■ MATERIAL TO PROCESS
###

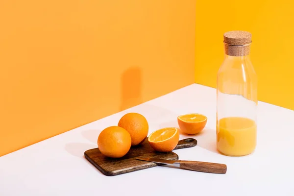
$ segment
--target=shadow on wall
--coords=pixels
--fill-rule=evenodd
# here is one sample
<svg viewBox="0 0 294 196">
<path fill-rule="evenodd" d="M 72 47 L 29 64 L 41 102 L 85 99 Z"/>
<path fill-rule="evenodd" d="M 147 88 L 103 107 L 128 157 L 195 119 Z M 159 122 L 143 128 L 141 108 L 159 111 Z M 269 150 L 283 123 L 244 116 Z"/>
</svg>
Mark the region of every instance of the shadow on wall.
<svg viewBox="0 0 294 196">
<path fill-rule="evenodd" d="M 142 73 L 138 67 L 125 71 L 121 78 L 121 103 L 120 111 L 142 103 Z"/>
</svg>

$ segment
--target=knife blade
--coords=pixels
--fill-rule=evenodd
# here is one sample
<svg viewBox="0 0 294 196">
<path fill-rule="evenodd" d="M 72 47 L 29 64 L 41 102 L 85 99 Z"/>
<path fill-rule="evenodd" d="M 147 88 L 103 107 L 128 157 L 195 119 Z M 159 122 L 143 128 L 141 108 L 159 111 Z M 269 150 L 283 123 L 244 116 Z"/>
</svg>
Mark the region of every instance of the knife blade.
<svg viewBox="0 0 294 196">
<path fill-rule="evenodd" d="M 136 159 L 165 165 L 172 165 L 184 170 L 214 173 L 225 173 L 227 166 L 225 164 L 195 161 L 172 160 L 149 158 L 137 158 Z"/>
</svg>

###

■ TASK OBJECTIVE
Copy the entries above faithfully and omit every image.

■ SOLUTION TO THIS PROBLEM
$ segment
--target=shadow on wall
--coords=pixels
--fill-rule=evenodd
# here is one sample
<svg viewBox="0 0 294 196">
<path fill-rule="evenodd" d="M 72 47 L 29 64 L 41 102 L 85 99 Z"/>
<path fill-rule="evenodd" d="M 147 88 L 103 107 L 128 157 L 195 119 Z M 159 122 L 143 128 L 141 108 L 159 111 Z M 269 150 L 283 123 L 244 116 Z"/>
</svg>
Mark the region of every instance of the shadow on wall.
<svg viewBox="0 0 294 196">
<path fill-rule="evenodd" d="M 142 73 L 138 67 L 125 71 L 121 78 L 121 103 L 120 111 L 142 103 Z"/>
</svg>

$ segment
--target=knife blade
--coords=pixels
--fill-rule=evenodd
# here is one sample
<svg viewBox="0 0 294 196">
<path fill-rule="evenodd" d="M 72 47 L 29 64 L 41 102 L 85 99 Z"/>
<path fill-rule="evenodd" d="M 147 88 L 103 107 L 128 157 L 195 119 Z M 159 122 L 143 128 L 141 108 L 159 111 Z M 269 150 L 283 123 L 244 116 Z"/>
</svg>
Mark the region of every instance of the knife blade.
<svg viewBox="0 0 294 196">
<path fill-rule="evenodd" d="M 136 159 L 165 165 L 172 165 L 184 170 L 214 173 L 225 173 L 227 166 L 225 164 L 195 161 L 172 160 L 149 158 L 137 158 Z"/>
</svg>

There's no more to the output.